What you are asked to do — Write out every record below exactly as it appears.

Data for this exercise —
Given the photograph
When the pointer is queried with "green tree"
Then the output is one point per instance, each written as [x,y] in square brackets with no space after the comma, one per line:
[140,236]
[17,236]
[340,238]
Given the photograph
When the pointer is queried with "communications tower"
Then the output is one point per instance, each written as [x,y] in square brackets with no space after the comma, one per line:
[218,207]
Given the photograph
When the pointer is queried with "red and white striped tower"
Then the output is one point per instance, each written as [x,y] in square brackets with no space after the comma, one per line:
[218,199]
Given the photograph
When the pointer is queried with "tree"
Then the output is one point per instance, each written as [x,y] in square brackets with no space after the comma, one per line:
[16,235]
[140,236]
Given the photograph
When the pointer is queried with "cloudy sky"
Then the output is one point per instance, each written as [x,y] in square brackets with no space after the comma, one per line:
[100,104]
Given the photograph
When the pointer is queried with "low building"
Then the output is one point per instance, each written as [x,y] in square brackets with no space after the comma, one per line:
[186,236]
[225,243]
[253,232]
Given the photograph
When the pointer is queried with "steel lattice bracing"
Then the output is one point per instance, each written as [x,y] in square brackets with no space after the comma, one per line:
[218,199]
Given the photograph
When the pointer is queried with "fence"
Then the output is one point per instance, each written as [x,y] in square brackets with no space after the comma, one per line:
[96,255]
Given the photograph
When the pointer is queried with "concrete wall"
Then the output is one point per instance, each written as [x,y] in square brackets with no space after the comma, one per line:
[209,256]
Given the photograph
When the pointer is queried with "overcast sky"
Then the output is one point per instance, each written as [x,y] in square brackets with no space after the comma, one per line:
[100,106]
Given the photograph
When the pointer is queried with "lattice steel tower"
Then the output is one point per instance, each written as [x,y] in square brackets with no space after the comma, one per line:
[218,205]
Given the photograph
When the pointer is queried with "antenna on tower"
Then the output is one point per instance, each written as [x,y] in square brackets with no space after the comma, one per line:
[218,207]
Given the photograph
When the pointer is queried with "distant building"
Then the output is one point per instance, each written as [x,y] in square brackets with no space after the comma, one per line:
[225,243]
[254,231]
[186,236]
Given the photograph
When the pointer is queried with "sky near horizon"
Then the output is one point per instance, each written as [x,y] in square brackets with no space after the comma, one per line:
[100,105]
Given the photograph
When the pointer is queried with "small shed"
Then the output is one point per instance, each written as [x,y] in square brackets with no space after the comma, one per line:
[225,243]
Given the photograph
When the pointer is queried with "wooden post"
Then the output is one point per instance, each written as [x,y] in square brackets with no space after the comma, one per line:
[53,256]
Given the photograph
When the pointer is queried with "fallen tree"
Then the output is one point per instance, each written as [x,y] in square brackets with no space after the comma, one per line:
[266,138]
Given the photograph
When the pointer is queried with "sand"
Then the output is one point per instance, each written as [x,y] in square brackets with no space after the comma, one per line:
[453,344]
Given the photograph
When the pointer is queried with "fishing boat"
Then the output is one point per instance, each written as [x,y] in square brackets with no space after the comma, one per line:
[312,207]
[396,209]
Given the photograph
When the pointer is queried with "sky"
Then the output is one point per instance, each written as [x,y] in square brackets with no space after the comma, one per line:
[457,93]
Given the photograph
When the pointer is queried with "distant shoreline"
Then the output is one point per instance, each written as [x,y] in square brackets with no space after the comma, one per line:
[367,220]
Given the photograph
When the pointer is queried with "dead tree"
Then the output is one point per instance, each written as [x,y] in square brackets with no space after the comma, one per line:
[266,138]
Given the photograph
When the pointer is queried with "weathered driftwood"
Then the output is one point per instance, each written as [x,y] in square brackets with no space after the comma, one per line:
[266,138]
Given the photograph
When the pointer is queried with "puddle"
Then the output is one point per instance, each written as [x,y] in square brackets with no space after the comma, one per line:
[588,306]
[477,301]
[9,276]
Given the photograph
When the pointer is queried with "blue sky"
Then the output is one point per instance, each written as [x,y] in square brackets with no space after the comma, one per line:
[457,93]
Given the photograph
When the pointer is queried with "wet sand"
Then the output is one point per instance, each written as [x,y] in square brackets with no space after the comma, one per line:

Reply —
Given the photograph
When the pointer is queried with "green tree"
Then the output is one point per instance, each written as [x,y] in square brackets with no space after the comma, one per line:
[140,236]
[17,236]
[340,238]
Given the photograph
When the pointer is queried with "communications tower"
Then the output is one point per instance, each written as [x,y] in square brackets with no space after the comma, one per line:
[218,207]
Given the photograph
When the pointer is queried with "red and white striped tower"
Then the output is one point per instance, each written as [x,y] in square brackets with no space after the comma, one per line:
[218,199]
Given the photograph
When the pointer is queried with "tree"
Then the output is one point per instance, each written as [x,y] in square brackets with no space after the comma, one per line:
[16,235]
[140,236]
Given the photograph
When the pointer is queried with "cloudy sky"
Then the output is one point per instance, each written as [x,y] in square brackets with no space after the comma, one per line:
[100,104]
Given the photograph
When the pointer is queried with "low building"
Then the output is one point per instance, each written as [x,y] in square brackets with no space after the comma, one per line:
[186,236]
[225,243]
[253,232]
Given the photograph
When the pointer is queried with "steel lattice bracing"
Then the output is one point per instance, each written as [x,y] in square brackets with no space after the comma, one per line:
[218,199]
Given the photograph
When the pointer is queried with "fence"
Then the output is one point per instance, each written as [x,y] in square brackets with no space after the comma, one per line:
[96,255]
Given the photograph
When the pointer is queried with "concrete wall"
Then the output is one point per instance, each written as [x,y] in square brackets with no space after the comma, one per line:
[209,256]
Given the photograph
When the pointer is queried with "overcast sky"
Then the output is one point per instance, each written as [x,y] in square brackets with no space after the comma, one per line:
[100,106]
Given the photograph
When the pointer is queried with "lattice steel tower"
Then the output is one point per instance, each written as [x,y] in square brackets with no space after the comma, one per line:
[218,205]
Given the photograph
When the pointer is queried with "antenna on tower"
Then the output is one point per instance, each written as [x,y] in square brackets with no space after the comma, one per line:
[218,207]
Given the photograph
When the pointer is queried with "distant building"
Then the output is one point per instance, each written as [x,y] in square brackets with no space after the comma, one per line:
[225,243]
[254,231]
[186,236]
Given the photograph
When the pointer is queried with "sky near horizon"
Then the output is one point per instance, each written as [x,y] in square brackets with no space after the comma, one per line:
[100,105]
Given the photograph
When the pointer is queried with "small shed"
Then the output is one point per instance, each written as [x,y] in square brackets with no space after the comma, one per line:
[225,243]
Given the photograph
When the pointer is queried with "wooden post"
Then the output is one point per instance, each written as [x,y] in square brackets with no space after the comma, one per line:
[53,256]
Given the photograph
When the pointer is queried with "fallen tree"
Then the output is one point per instance, each written as [x,y] in square brackets with no space after the comma, one per line:
[266,138]
Given the photograph
When the pointer is queried with "sand"
Then the output is one point per instance, each written as [x,y] in square brackets with no space after the comma, one per line:
[453,344]
Given the photograph
When the pointer is queried with "fishing boat"
Then the output is one point per instance, each written as [x,y] in square brackets with no space after the comma, one per line:
[312,207]
[396,209]
Given the photograph
When the pointer is queried with "sky"
Then the output is one point per instance, each written as [x,y] in square brackets with no space after the comma, one per line:
[457,93]
Given the photograph
When the pointer is queried with "distant shoreline"
Then the output is one point per instance, each written as [x,y] in square brackets with no space after the comma, one per line:
[367,220]
Given the photograph
When the pointer is queried with "dead tree"
Then the output is one point per instance, each written as [x,y] in square brackets with no space after the comma, one per line:
[266,138]
Given the photograph
When the pointer is queried with "weathered driftwood"
Then the output is one point per instance, each written as [x,y] in square brackets with no space after the comma, one per line:
[266,138]
Given the photograph
When the pointer is queried with "puddle"
Then the output is one point per instance, each written as [x,y] in square brackets with no space after the comma, one per line:
[588,306]
[477,301]
[9,276]
Given the photograph
When the pointer is queried with "blue sky"
Then the output is one point per instance, each written as [x,y] in square brackets with no space after the comma, one per line:
[457,93]
Given the photograph
When the pointer is queried with "wet sand"
Then the output is one point per instance, each written as [x,y] in square brackets with no space after the comma, one per line:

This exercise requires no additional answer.